Extracted data entries
*** Block opens ***

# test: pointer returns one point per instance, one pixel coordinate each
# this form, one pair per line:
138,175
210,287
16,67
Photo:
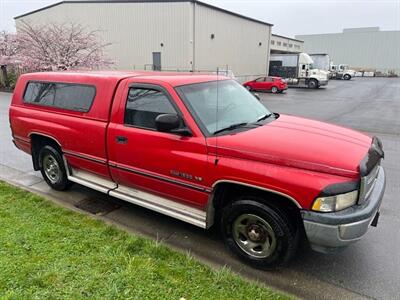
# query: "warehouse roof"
144,1
285,37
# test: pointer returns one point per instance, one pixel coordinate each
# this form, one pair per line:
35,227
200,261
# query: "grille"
368,183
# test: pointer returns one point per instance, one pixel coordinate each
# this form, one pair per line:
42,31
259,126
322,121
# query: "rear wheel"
53,169
260,235
313,84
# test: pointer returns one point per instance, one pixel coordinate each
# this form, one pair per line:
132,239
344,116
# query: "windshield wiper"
265,117
231,127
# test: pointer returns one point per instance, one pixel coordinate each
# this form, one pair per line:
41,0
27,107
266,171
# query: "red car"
273,84
154,139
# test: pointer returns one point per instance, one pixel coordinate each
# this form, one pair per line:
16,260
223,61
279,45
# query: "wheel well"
225,193
38,142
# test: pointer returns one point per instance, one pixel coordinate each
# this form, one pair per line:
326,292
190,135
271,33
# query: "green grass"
50,252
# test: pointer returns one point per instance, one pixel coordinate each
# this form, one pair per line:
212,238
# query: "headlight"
335,203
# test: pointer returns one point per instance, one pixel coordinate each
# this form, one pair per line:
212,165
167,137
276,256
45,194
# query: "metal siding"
358,48
236,43
285,49
136,30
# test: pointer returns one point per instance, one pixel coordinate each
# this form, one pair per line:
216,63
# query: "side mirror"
167,122
257,96
171,123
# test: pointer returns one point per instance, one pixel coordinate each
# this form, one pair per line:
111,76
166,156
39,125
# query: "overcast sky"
290,17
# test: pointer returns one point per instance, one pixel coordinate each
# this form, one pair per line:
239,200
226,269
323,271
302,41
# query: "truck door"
303,70
142,159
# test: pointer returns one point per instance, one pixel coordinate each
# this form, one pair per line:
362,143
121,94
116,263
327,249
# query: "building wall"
134,29
281,44
364,48
236,43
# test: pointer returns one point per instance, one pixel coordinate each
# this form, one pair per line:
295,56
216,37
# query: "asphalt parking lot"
369,268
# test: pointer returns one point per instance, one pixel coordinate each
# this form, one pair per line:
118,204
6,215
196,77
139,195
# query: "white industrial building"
283,44
367,49
168,34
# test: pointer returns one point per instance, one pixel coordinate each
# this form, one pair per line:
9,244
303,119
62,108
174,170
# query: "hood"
300,143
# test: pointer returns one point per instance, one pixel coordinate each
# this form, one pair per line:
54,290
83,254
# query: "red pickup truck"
202,149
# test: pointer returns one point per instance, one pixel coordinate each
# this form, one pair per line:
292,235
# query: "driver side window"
144,105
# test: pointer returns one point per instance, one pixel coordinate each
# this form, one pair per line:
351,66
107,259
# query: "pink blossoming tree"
60,47
9,49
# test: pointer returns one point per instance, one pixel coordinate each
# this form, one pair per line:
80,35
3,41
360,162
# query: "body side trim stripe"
188,185
84,156
22,139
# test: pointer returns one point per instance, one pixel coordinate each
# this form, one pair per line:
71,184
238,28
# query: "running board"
159,204
91,180
167,207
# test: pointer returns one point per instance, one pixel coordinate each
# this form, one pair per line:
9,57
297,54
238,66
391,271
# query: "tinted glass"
144,105
217,105
68,96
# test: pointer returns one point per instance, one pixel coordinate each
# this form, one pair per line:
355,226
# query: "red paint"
293,156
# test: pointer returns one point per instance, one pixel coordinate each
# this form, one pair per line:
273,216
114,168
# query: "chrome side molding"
90,180
159,204
162,205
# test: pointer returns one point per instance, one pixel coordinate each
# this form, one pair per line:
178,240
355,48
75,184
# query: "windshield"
235,104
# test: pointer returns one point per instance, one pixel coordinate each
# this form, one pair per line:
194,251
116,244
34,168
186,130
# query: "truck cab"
298,70
342,71
202,149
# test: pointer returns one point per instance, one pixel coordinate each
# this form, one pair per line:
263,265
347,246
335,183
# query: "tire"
260,235
53,169
312,84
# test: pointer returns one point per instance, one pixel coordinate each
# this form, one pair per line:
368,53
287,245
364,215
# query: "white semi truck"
297,70
341,72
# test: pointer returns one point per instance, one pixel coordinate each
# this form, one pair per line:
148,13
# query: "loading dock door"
157,61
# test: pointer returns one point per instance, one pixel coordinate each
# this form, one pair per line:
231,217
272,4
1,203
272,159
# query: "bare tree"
60,47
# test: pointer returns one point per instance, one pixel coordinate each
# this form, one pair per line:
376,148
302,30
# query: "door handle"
121,139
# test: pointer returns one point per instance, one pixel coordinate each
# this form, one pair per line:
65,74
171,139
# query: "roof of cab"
172,78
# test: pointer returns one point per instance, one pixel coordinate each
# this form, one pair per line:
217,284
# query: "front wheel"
53,169
260,235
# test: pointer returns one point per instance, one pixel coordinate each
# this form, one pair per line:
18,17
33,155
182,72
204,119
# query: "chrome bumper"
330,232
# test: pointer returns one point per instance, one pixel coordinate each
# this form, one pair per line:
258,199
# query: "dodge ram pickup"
204,150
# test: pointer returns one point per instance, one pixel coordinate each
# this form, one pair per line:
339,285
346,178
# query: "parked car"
205,151
273,84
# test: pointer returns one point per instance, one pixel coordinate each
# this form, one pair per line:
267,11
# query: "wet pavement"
369,268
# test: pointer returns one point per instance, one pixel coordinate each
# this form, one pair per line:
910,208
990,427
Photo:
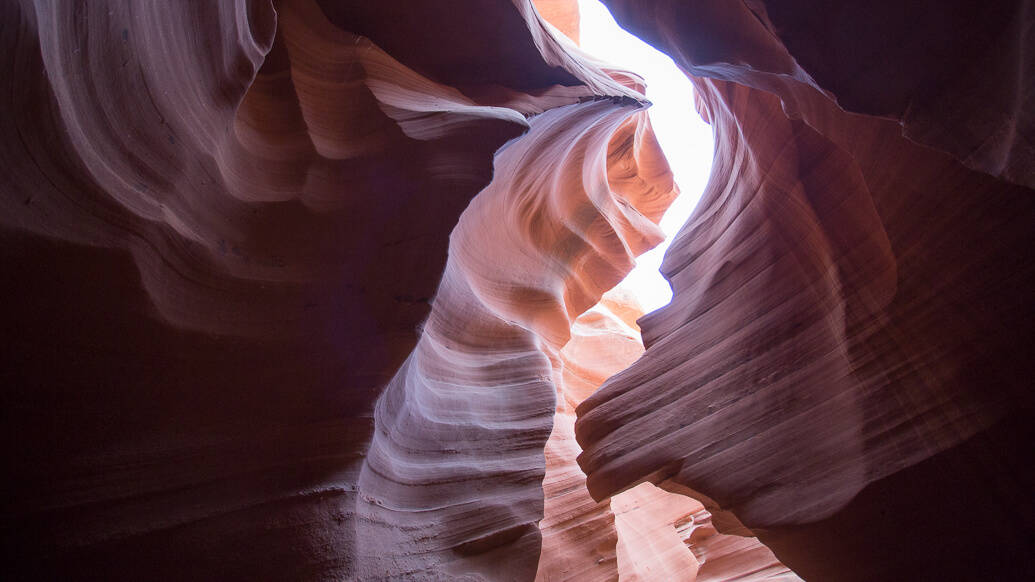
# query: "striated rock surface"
644,533
848,351
223,224
289,287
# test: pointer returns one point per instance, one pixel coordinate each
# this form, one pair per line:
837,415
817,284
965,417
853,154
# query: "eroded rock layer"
852,310
222,224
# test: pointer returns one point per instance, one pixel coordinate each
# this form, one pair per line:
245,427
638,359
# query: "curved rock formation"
850,308
240,341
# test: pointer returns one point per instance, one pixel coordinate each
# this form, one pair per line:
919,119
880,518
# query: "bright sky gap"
685,139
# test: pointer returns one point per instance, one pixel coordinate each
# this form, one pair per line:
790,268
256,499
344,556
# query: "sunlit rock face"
847,359
641,534
289,287
224,227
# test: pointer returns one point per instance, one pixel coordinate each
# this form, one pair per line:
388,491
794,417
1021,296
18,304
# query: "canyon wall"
847,358
289,287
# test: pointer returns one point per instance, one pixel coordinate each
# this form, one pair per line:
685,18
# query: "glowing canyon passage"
339,290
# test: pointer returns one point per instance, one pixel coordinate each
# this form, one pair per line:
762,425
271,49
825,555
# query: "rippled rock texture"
848,358
289,287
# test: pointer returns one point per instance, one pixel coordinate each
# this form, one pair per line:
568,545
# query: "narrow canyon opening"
685,139
644,532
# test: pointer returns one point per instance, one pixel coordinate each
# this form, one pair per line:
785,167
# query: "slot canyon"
329,290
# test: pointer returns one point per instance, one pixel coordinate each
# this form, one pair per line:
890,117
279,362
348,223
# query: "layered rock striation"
847,354
290,290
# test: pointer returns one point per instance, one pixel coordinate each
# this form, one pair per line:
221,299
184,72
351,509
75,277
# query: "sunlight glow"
685,139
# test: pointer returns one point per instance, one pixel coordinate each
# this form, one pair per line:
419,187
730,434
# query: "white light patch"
685,139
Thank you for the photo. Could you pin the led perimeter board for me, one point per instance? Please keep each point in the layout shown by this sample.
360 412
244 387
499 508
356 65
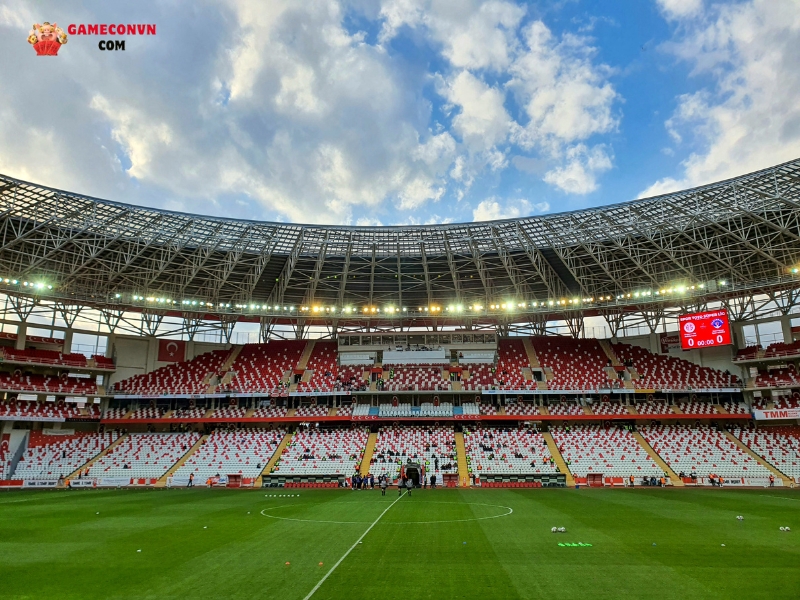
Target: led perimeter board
705 330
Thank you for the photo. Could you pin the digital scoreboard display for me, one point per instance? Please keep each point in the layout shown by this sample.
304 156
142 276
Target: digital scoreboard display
705 330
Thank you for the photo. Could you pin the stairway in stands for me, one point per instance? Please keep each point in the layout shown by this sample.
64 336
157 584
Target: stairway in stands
366 460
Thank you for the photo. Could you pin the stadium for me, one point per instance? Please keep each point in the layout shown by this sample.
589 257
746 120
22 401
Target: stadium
627 373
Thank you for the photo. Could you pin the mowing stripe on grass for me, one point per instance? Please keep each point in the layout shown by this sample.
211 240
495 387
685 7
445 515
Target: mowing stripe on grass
338 562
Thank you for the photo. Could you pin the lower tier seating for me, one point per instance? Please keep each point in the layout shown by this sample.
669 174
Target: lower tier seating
144 455
242 452
701 450
320 452
609 452
53 456
428 445
507 452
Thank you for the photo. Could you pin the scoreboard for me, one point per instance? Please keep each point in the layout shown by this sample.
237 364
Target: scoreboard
705 330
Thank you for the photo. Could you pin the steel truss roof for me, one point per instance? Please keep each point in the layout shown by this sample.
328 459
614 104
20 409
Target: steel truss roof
745 231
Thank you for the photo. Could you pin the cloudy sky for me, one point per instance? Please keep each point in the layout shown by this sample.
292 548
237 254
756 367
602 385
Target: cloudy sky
400 111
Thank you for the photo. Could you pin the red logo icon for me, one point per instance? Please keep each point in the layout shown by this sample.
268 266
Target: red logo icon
47 38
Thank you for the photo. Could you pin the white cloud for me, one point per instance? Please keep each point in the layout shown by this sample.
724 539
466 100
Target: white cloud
750 118
494 208
679 9
579 174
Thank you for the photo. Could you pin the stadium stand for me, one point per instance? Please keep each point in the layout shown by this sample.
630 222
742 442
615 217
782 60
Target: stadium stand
778 445
511 359
507 452
322 452
52 456
144 455
29 410
51 384
242 452
311 411
577 364
657 371
609 408
704 451
612 452
323 363
263 367
395 445
413 377
187 377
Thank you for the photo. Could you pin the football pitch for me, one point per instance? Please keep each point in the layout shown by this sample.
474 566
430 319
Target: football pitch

*** Block closes ***

How many lines of these entries contain the string "football"? Reply with the number alone.

_RESULT_. 2